* **DO THIS**
Reproduce the material with every "job" swapped for "task", keeping everything else the same.
-- begin MATERIALS PROVIDED --
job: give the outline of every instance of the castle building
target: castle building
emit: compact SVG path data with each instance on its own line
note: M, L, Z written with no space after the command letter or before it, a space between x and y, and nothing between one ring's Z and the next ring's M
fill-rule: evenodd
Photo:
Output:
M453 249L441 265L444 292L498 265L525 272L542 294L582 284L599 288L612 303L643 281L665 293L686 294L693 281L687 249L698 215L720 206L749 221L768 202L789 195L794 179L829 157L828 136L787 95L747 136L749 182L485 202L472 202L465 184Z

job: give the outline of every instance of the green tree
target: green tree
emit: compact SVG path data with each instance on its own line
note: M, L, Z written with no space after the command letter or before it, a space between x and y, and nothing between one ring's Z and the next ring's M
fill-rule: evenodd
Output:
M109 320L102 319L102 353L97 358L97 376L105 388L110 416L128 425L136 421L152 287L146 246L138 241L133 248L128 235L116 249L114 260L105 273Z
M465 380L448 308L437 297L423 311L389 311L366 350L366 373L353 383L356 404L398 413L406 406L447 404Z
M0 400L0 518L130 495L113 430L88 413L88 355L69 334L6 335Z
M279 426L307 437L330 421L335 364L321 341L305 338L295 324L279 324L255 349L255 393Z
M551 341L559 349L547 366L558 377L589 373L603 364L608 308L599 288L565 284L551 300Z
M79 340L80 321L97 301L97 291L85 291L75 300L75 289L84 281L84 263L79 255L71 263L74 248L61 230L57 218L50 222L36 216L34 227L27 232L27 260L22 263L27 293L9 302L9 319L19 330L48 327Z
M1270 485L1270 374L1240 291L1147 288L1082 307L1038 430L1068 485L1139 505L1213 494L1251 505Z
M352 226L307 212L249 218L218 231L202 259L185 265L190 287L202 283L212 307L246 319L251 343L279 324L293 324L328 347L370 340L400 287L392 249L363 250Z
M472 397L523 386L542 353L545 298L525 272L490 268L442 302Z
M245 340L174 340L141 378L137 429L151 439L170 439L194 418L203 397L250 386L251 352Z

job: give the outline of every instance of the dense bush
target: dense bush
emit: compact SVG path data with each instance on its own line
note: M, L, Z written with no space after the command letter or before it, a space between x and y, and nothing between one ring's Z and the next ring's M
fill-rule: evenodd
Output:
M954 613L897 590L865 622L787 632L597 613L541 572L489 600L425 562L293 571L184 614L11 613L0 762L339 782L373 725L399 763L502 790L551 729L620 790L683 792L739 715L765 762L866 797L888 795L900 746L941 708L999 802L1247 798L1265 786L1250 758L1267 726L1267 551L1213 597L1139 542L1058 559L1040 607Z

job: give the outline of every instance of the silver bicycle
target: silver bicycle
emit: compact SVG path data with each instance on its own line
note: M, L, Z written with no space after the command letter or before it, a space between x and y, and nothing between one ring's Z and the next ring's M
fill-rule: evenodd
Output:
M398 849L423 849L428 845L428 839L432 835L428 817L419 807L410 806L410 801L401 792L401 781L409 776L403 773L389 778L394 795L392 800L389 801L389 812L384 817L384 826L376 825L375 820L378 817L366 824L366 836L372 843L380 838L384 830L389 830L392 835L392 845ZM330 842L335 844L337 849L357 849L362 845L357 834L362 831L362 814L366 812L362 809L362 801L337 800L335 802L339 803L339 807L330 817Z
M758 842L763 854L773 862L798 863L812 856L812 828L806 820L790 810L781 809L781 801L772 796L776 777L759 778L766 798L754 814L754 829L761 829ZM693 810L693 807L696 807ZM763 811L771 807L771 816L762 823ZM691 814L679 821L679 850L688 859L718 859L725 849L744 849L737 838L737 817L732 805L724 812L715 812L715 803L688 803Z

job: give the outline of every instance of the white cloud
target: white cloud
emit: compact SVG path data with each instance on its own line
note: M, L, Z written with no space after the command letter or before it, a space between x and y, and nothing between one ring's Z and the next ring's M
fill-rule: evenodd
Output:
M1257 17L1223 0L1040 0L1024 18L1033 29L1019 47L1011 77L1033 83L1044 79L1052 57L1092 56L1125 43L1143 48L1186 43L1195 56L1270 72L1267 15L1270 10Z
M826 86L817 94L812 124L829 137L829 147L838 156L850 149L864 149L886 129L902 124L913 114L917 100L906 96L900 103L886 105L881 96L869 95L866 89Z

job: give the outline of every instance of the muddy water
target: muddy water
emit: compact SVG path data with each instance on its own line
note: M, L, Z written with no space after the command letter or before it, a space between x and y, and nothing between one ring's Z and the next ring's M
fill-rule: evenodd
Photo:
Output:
-- end MATERIALS PROVIDED --
* **PROBLEM SOLUTION**
task: give the outline of every instance of the castle building
target: castle building
emit: compact SVG path data with each instance on its own line
note: M, L, Z written with no space after the command letter or before it, a space between x and y, and nothing between one ring's Z and the next ring's M
fill-rule: evenodd
Photo:
Output:
M453 249L441 265L444 292L498 265L525 272L542 294L582 284L599 288L612 303L643 281L665 293L686 294L693 281L687 249L698 215L720 206L749 221L768 202L789 195L794 179L829 157L828 136L787 95L747 136L749 182L485 202L472 202L465 184Z

task: give the outline of every instance of the green tree
target: green tree
emit: compact SVG path data with each instance on its own line
note: M, L, Z written with no space after the command letter or before it, a space between x and y, and nothing between one ring's Z and the next ring's M
fill-rule: evenodd
Output:
M109 320L102 319L102 353L97 358L97 376L105 388L110 416L128 425L136 421L152 287L146 246L138 241L133 248L128 235L116 249L114 260L105 273Z
M465 380L448 308L437 297L423 311L389 311L366 350L366 373L353 383L356 404L398 413L406 406L447 404Z
M0 400L0 518L130 495L113 430L88 413L88 355L69 334L6 335Z
M279 426L307 437L330 421L335 364L321 341L305 338L295 324L279 324L255 349L255 393Z
M551 341L559 349L547 366L558 377L589 373L603 364L608 308L599 288L565 284L551 300Z
M79 340L80 321L97 301L97 291L85 291L75 300L75 289L84 281L84 263L79 255L71 263L74 248L61 230L57 218L50 222L36 216L34 227L27 232L27 260L22 263L27 293L9 302L9 319L19 330L48 327Z
M1270 485L1270 374L1240 291L1147 288L1082 307L1038 430L1068 485L1139 505L1213 494L1251 505Z
M352 226L307 212L249 218L218 231L202 259L185 265L190 287L202 283L212 307L246 319L251 343L279 324L293 324L328 347L370 340L400 287L392 249L363 250Z
M472 397L523 386L542 353L545 298L525 272L490 268L442 302Z
M245 340L174 340L141 378L137 429L151 439L170 439L194 418L203 397L250 386L251 352Z

task: give the outline of every instance of the dense bush
target: dense bush
emit: compact SVG path data with each instance on its own line
note: M, L, Z written with no space after the command letter or before it, a space between x and y, and nothing between one ring's Z and the next ring's M
fill-rule: evenodd
Output:
M954 613L897 590L865 622L787 632L597 613L541 572L489 600L425 562L293 571L184 614L11 613L0 762L339 782L373 725L399 763L502 790L551 729L620 790L683 792L739 715L765 762L866 797L888 795L900 746L941 708L999 802L1247 798L1265 786L1250 758L1267 726L1267 551L1213 597L1139 542L1058 559L1040 607Z

task: give the outline of every instance of the silver bicycle
target: silver bicycle
emit: compact SVG path data with each instance on its own line
note: M, L, Z written with no space after the command letter or before it, a space between x and y, and nothing between one ring's Z and the next ring's M
fill-rule: evenodd
Output:
M398 849L423 849L428 845L428 839L432 835L428 817L419 807L410 806L410 801L401 792L401 781L409 776L403 773L389 778L394 795L392 800L389 801L389 812L384 817L384 826L376 825L375 820L378 817L366 824L366 836L372 843L380 838L384 830L389 830L392 835L392 845ZM330 842L335 844L337 849L357 849L362 845L357 834L362 831L362 814L366 812L362 809L362 801L337 800L335 802L339 803L339 807L330 817Z
M758 842L763 854L773 862L798 863L812 856L812 828L806 820L790 810L781 809L781 801L772 796L776 777L759 778L766 798L754 814L754 829L761 829ZM693 810L693 807L696 807ZM763 811L771 807L771 816L762 823ZM691 814L679 821L679 850L688 859L718 859L725 849L744 849L737 838L737 817L732 805L724 812L715 812L715 803L688 803Z

task: give the outline of every instance of the white cloud
target: white cloud
emit: compact SVG path data with each instance on its own line
note: M, L, Z written with no space after the command letter or before it, a space between x and y, and nothing between one ring's Z and the next ring's M
fill-rule: evenodd
Output:
M1257 17L1223 0L1040 0L1024 18L1033 29L1019 47L1011 77L1033 83L1044 79L1052 57L1092 56L1125 43L1143 48L1186 43L1195 56L1270 72L1267 15L1270 10Z
M826 86L817 94L812 124L829 137L829 147L838 156L850 149L864 149L886 129L902 124L913 114L917 100L906 96L900 103L886 105L881 96L869 95L866 89Z

task: give the outline of every instance of the muddy water
target: muddy water
emit: compact SVG path data with each instance on its own line
note: M, L, Z written with no space after the command letter or before it, a space between x and y, and nothing between one ring's Z and the next ring's M
fill-rule: evenodd
Photo:
Output:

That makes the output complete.